--- Source data ---
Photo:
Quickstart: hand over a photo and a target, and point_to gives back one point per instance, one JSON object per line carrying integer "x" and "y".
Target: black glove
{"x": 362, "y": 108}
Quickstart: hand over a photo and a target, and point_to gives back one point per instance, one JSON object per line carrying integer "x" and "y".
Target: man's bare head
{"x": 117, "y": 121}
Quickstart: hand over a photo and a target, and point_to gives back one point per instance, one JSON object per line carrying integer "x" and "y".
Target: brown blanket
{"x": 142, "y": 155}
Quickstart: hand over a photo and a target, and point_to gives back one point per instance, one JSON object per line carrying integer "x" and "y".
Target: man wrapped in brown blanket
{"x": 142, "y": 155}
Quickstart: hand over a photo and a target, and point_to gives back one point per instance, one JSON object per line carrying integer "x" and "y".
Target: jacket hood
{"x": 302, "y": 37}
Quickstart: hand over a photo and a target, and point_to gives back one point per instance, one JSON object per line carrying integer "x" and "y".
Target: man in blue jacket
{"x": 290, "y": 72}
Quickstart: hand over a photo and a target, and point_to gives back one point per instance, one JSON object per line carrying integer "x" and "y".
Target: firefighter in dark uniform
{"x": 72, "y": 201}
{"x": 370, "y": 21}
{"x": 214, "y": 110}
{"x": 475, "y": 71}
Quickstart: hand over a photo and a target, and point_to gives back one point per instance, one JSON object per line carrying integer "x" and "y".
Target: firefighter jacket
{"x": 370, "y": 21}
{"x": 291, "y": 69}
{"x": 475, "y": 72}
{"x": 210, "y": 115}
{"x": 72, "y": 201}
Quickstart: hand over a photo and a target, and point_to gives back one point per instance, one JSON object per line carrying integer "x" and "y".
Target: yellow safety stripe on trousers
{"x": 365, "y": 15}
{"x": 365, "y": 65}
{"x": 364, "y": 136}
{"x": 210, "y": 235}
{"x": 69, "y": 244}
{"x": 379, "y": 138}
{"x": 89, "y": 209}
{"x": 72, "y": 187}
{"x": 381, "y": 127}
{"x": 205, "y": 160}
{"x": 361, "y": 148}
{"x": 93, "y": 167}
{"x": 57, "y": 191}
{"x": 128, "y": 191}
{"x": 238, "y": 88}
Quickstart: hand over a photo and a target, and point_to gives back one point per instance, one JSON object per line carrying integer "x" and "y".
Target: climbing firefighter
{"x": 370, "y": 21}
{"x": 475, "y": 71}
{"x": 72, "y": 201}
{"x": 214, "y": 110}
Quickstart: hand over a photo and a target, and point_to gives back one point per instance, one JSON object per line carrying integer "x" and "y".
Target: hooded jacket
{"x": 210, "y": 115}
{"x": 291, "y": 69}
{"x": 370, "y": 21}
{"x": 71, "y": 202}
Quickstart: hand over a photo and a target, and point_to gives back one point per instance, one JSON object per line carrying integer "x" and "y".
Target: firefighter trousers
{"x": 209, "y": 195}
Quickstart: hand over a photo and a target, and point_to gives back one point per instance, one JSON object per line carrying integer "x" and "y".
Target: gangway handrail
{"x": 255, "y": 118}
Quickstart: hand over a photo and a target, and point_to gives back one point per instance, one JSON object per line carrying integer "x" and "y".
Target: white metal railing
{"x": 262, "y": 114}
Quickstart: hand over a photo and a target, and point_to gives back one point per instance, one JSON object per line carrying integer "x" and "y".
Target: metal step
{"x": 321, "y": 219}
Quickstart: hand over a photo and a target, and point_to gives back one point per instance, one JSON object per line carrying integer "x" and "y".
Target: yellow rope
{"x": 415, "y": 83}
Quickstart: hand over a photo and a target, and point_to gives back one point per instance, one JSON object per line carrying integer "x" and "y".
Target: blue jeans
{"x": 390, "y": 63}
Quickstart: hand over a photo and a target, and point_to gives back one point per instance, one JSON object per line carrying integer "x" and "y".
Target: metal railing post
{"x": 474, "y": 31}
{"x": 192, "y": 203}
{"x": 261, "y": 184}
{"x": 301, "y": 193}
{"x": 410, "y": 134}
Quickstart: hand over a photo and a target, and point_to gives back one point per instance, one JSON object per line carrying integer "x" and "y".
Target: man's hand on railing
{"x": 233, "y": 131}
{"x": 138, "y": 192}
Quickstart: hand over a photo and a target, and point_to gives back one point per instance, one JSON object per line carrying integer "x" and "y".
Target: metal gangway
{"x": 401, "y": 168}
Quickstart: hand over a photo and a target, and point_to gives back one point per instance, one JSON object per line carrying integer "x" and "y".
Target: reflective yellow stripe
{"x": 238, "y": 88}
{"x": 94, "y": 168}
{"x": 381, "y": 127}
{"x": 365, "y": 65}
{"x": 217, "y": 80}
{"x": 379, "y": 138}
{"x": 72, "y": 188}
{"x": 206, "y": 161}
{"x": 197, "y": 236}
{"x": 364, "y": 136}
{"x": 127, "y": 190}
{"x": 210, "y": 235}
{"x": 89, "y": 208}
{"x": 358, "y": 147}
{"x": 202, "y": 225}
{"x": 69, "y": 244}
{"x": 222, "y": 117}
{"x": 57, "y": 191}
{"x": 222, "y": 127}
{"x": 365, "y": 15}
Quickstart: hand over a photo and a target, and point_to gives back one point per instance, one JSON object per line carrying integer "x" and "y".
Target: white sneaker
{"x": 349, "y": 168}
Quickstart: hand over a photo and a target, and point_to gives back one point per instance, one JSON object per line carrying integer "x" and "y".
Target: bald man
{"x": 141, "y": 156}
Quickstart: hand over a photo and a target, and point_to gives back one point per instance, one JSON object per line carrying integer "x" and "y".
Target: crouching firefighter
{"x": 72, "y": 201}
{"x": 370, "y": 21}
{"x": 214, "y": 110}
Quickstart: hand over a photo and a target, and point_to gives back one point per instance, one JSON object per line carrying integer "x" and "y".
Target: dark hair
---
The records above are to be repeated exactly, in their entirety.

Photo:
Quickstart: hand over a photo and a target, and point_to gives back one point per instance, one JSON object per line carrying integer "x" and "y".
Target: black glove
{"x": 362, "y": 108}
Quickstart: hand over a photo and a target, and point_to gives back one point per instance, one JSON object per line carrying integer "x" and "y".
Target: man's bare head
{"x": 117, "y": 121}
Quickstart: hand over a photo and a target, and point_to gives back one point per instance, one JSON object per line carrying integer "x" and "y".
Target: brown blanket
{"x": 142, "y": 155}
Quickstart: hand over a photo and a target, and point_to gives back one point per instance, one JSON object per line carrying integer "x" and "y".
Target: man wrapped in brown blanket
{"x": 142, "y": 155}
Quickstart: hand over a photo and a target, and point_to gives back one point per instance, one JSON object per line carrying integer "x" and "y".
Target: jacket hood
{"x": 302, "y": 37}
Quickstart: hand over a photo and a target, and point_to gives back one point per instance, one JSON object per line carrying integer "x" and "y".
Target: man in blue jacket
{"x": 290, "y": 72}
Quickstart: hand over a photo and a target, and point_to gives back one point per instance, one JSON object per line carrying integer "x" and "y".
Target: firefighter in dark uniform
{"x": 72, "y": 201}
{"x": 370, "y": 21}
{"x": 214, "y": 110}
{"x": 475, "y": 71}
Quickstart: hand over a photo and a target, and point_to gives back one point per instance, one JSON object per line carrying integer "x" and "y".
Target: firefighter jacket
{"x": 370, "y": 21}
{"x": 291, "y": 69}
{"x": 475, "y": 72}
{"x": 210, "y": 115}
{"x": 72, "y": 201}
Quickstart: hand over a photo and a target, and point_to gives back one point per instance, one JSON object per line carrying integer "x" and "y".
Target: yellow safety stripe on trousers
{"x": 365, "y": 15}
{"x": 365, "y": 65}
{"x": 364, "y": 136}
{"x": 210, "y": 235}
{"x": 69, "y": 244}
{"x": 379, "y": 138}
{"x": 89, "y": 209}
{"x": 72, "y": 187}
{"x": 381, "y": 127}
{"x": 205, "y": 160}
{"x": 361, "y": 148}
{"x": 93, "y": 167}
{"x": 57, "y": 191}
{"x": 128, "y": 191}
{"x": 238, "y": 88}
Quickstart: hand over a photo and a target, and point_to gives back one point per instance, one JSON object per line carrying integer "x" and "y".
Target: climbing firefighter
{"x": 370, "y": 21}
{"x": 475, "y": 71}
{"x": 72, "y": 201}
{"x": 214, "y": 110}
Quickstart: hand over a photo and a target, and point_to gives back one point per instance, one JSON object per line carrying integer "x" and "y".
Target: hooded jacket
{"x": 210, "y": 115}
{"x": 291, "y": 69}
{"x": 370, "y": 21}
{"x": 71, "y": 202}
Quickstart: hand over a photo and a target, and point_to gives back one point per instance, one JSON object per line carrying integer "x" and "y".
Target: firefighter trousers
{"x": 209, "y": 195}
Quickstart: hand over a photo and a target, and point_to gives back one point per instance, one JSON object per line carrying integer "x" and "y".
Target: gangway handrail
{"x": 255, "y": 118}
Quickstart: hand over a photo and a target, and point_to gives back one point per instance, one JSON object per line carrying integer "x" and "y".
Target: white metal railing
{"x": 262, "y": 114}
Quickstart: hand over a photo and a target, and point_to gives back one point per instance, one JSON object per line carrying integer "x" and "y".
Target: metal step
{"x": 321, "y": 219}
Quickstart: hand over a photo and a target, and point_to gives back one point per instance, one JSON object per line carrying integer "x" and "y".
Target: yellow rope
{"x": 415, "y": 83}
Quickstart: hand over a photo and a target, and point_to gives back one point per instance, one JSON object per line carrying integer "x" and "y".
Target: blue jeans
{"x": 390, "y": 63}
Quickstart: hand over a photo and a target, and point_to gives back one point per instance, one JSON object per line carrying integer "x" and "y".
Target: metal railing post
{"x": 474, "y": 31}
{"x": 192, "y": 203}
{"x": 261, "y": 184}
{"x": 301, "y": 193}
{"x": 410, "y": 134}
Quickstart: hand over a photo and a target, and point_to gives back one point per instance, one JSON object per line carrying integer "x" and "y".
Target: man's hand on railing
{"x": 233, "y": 131}
{"x": 138, "y": 192}
Quickstart: hand over a photo and a target, and point_to gives back one point per instance, one JSON object per line carrying integer "x" and "y".
Target: metal gangway
{"x": 401, "y": 168}
Quickstart: hand over a photo and a target, and point_to gives back one point per instance, one JSON object per line carrying integer "x" and "y".
Target: reflective yellow stripe
{"x": 238, "y": 88}
{"x": 94, "y": 168}
{"x": 381, "y": 127}
{"x": 365, "y": 65}
{"x": 217, "y": 80}
{"x": 379, "y": 138}
{"x": 72, "y": 188}
{"x": 206, "y": 161}
{"x": 197, "y": 236}
{"x": 364, "y": 136}
{"x": 127, "y": 190}
{"x": 210, "y": 235}
{"x": 89, "y": 208}
{"x": 358, "y": 147}
{"x": 202, "y": 225}
{"x": 69, "y": 244}
{"x": 222, "y": 117}
{"x": 57, "y": 191}
{"x": 222, "y": 127}
{"x": 365, "y": 15}
Quickstart: hand over a photo and a target, and point_to gives back one point per instance, one JSON object per line carrying integer "x" and "y".
Target: white sneaker
{"x": 349, "y": 168}
Quickstart: hand over a photo and a target, and point_to gives back one point per instance, one JSON object per line carrying integer "x" and "y".
Target: bald man
{"x": 141, "y": 156}
Quickstart: hand over a photo and a target, and point_to gives back one point per instance, one JSON object per line carrying integer "x" and "y".
Target: crouching firefighter
{"x": 72, "y": 201}
{"x": 370, "y": 21}
{"x": 214, "y": 110}
Quickstart: hand over a photo and a target, and point_to gives back one point per instance, one JSON object per line carrying integer "x" and "y".
Target: dark hair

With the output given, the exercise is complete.